§ **DOCUMENTO DE ORIGEN**
------------------------------------------------------------------------
Pienso mucho en ciertos rituales que la prisa, la urgencia del día a día, irán suspendiendo de nuevo. Por ejemplo despertar y sentarme, en el borde de la cama, mirando al suelo un rato sin ver nada, asimilando la mañana y todo alrededor, con sumo placer casi inconsciente. Desayunar largo y tendido, leyendo la prensa. Duchas larguísimas. Caminar por la casa despacio y pensativo. Vestirme alargando el proceso en cada prenda, a conciencia, mirándome a cada paso al espejo, a ver qué tal, incluso dedicar cinco minutos para atarme los cordones. No son muchas cosas, pero cualquier delicadeza requiere su tiempo, igual que sentarse a leer no permite la prisa, la urgencia, lo mismo sucede con otro tipo de placeres.

En casa, vemos El secreto de sus ojos. Yo ya la había visto, hace tiempo. No me acordaba de nada. Lloro de la risa con ciertos momentos, algunos diálogos, apariciones de Sandoval. La tensión amorosa entre él y ella es fantástica. Pienso en qué curioso, lo buena que es la película, lo bien que funciona la historia, cuando siento está cogida la trama con pinzas, pues parte de un giro de guion para mí poco creíble: que empiezan a sospechar del asesino por unas fotos de hace años en las que, en gesto forzado, mira a la futura víctima. No he leído la novela. Pero aquí eso da igual. Todo lo demás envuelve de tal modo que vas rendido, dispuesto a creer y seguir a los personajes en una ficción estupenda. Me entran ganas de ver El hijo de la novia, que recuerdo me entusiasmó. Comento qué curioso, que el joven Ricardo Darín, maquillado para parecer más viejo en su papel en ciertas escenas de la película, está exactamente igual a cómo es ahora. No sé si es virtuosismo del maquillador, si del director, o del propio Darín, por haber sido fiel, tanto tiempo, a su papel, y haber alcanzado una vejez que ya físicamente interpretó. 

He cambiado de calzado. Me he pasado estos días de mis zapatillas de andar por casa a unas chanclas muy cómodas, que me sirven también en el jardín. Son unas sandalias que me trajo Antonio de India, robustas, de cuero, con el empeine cubierto, de suela de dos centímetros, casi con tacón, color ocre. No sé cuanto tiempo tienen ya, las he llevado a viajes y usado cada verano, y siguen intactas, casi nuevas. Mis amigos dicen que son chanclas de Kebab. Pero me gustan. El problema es que hacen mucho ruido, sobre todo al subir y bajar escaleras. Caen en cada escalón como un edificio que se viene abajo, pesadas, pegajosas, y tengo a mi madre frita. Cada vez que trabaja en el salón, y está reunida y lleva los cascos puestos, y me oye llegar, se gira indignada y me regaña. Esta mañana, he bajado a la cocina, tranquilamente, a por un vaso de agua, y mi madre ha preguntado que quién estaba dando esos golpes.
------------------------------------------------------------------------
§ **ACTIVIDADES**
(A) En el documento de origen, ¿quién le trajo al autor las sandalias de la India?
(B) Transcribe del documento de origen el fragmento que va desde "Pienso mucho en" hasta "tipo de placeres.".

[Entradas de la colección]
------------------------------------------------------------------------
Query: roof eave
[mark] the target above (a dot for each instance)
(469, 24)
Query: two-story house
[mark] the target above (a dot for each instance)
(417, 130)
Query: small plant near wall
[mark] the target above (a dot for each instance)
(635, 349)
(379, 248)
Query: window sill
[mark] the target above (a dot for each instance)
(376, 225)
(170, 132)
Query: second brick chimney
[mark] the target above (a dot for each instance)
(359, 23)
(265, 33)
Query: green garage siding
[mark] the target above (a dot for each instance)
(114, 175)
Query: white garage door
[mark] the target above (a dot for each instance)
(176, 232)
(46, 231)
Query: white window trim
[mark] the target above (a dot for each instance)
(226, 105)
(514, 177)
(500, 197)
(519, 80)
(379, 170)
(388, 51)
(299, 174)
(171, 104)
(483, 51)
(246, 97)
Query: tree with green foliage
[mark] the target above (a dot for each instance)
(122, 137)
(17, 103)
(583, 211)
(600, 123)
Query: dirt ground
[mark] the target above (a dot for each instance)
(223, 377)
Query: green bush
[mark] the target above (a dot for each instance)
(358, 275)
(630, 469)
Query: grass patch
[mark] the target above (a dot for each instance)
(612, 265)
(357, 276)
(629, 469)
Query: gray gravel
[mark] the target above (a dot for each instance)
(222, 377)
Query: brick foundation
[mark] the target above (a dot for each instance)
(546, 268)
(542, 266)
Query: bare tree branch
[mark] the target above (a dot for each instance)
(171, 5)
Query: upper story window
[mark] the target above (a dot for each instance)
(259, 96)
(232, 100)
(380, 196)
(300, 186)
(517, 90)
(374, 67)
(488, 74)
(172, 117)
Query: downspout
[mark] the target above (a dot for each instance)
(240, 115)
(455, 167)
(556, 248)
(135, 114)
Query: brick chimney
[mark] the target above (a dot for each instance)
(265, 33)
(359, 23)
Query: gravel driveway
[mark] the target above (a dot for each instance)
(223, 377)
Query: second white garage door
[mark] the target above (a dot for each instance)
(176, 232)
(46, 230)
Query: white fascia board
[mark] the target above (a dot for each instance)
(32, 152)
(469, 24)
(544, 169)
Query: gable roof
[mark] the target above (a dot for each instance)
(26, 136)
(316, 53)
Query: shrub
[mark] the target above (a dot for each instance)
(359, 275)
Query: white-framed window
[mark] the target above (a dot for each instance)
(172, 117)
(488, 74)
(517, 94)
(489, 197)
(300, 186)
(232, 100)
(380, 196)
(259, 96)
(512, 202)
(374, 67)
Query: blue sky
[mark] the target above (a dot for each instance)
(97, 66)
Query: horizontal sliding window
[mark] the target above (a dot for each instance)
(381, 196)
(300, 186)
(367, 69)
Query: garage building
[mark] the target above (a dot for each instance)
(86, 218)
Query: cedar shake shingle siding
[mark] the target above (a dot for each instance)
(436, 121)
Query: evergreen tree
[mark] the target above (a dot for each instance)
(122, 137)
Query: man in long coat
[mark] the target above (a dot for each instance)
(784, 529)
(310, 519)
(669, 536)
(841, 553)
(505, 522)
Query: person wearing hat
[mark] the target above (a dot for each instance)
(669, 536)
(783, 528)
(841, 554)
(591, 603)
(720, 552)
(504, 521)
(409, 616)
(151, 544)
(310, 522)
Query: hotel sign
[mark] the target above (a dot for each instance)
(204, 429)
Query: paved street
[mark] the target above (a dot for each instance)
------------------------------------------------------------------------
§ **SOLUCIONARIO**
(A) Antonio.

(B)
Pienso mucho en ciertos rituales que la prisa, la urgencia del día a día, irán suspendiendo de nuevo. Por ejemplo despertar y sentarme, en el borde de la cama, mirando al suelo un rato sin ver nada, asimilando la mañana y todo alrededor, con sumo placer casi inconsciente. Desayunar largo y tendido, leyendo la prensa. Duchas larguísimas. Caminar por la casa despacio y pensativo. Vestirme alargando el proceso en cada prenda, a conciencia, mirándome a cada paso al espejo, a ver qué tal, incluso dedicar cinco minutos para atarme los cordones. No son muchas cosas, pero cualquier delicadeza requiere su tiempo, igual que sentarse a leer no permite la prisa, la urgencia, lo mismo sucede con otro tipo de placeres.